Render all of the material below as a Markdown table with two columns, Row and Line, giving each line its own numbered row and leaving out blank lines.

START

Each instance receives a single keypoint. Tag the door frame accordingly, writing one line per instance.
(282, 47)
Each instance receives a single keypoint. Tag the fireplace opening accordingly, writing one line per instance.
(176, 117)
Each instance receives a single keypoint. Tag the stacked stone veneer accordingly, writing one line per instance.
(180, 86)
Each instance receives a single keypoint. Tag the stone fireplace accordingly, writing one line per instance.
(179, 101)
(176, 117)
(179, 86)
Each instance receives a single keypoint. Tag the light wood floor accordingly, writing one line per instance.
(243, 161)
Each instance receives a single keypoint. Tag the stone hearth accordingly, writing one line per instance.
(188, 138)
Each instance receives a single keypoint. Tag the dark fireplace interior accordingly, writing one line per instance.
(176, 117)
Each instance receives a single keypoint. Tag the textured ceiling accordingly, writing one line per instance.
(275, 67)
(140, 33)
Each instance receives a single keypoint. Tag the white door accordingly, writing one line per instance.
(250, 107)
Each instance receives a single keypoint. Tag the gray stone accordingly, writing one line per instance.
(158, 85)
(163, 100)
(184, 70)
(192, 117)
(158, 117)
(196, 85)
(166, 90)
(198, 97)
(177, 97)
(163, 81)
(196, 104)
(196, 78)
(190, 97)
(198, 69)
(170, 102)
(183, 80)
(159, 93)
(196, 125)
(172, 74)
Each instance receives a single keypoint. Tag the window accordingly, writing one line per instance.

END

● **Result**:
| Row | Line |
|---|---|
| 1 | Each instance receives a single keypoint. Tag the door frame accordingly, writing one line per instance. |
| 2 | (282, 47) |
| 3 | Each instance receives a single keypoint. Tag the fireplace opening accordingly, writing one line per instance. |
| 4 | (176, 117) |
| 5 | Each instance receives a single keypoint. Tag the stacked stone veneer accordingly, writing one line per instance. |
| 6 | (180, 86) |
| 7 | Each instance receives a single keypoint. Tag the stone fireplace accordingly, writing one line per instance. |
| 8 | (179, 101) |
| 9 | (176, 117) |
| 10 | (179, 86) |
| 11 | Each instance receives a single keypoint. Tag the light wood floor accordingly, writing one line per instance. |
| 12 | (243, 161) |
| 13 | Each instance receives a single keypoint. Tag the stone hearth accordingly, writing one line per instance. |
| 14 | (188, 138) |
| 15 | Each instance receives a single keypoint. Tag the dark fireplace interior accordingly, writing one line per instance. |
| 16 | (176, 117) |
| 17 | Each instance receives a single keypoint. Tag the textured ceiling accordingly, writing one line per instance. |
| 18 | (275, 67) |
| 19 | (140, 33) |
| 20 | Each instance receives a single keypoint. Tag the white door accordingly, writing one line per instance. |
| 21 | (250, 107) |
| 22 | Each instance receives a single keypoint. Tag the gray stone accordingly, writing one line per instance. |
| 23 | (158, 85) |
| 24 | (163, 100) |
| 25 | (184, 70) |
| 26 | (192, 117) |
| 27 | (158, 117) |
| 28 | (196, 85) |
| 29 | (166, 90) |
| 30 | (198, 97) |
| 31 | (177, 97) |
| 32 | (163, 81) |
| 33 | (196, 104) |
| 34 | (196, 78) |
| 35 | (190, 97) |
| 36 | (198, 69) |
| 37 | (170, 102) |
| 38 | (183, 80) |
| 39 | (159, 93) |
| 40 | (196, 125) |
| 41 | (172, 74) |
| 42 | Each instance receives a single keypoint. Tag the window accordingly, writing one line per instance. |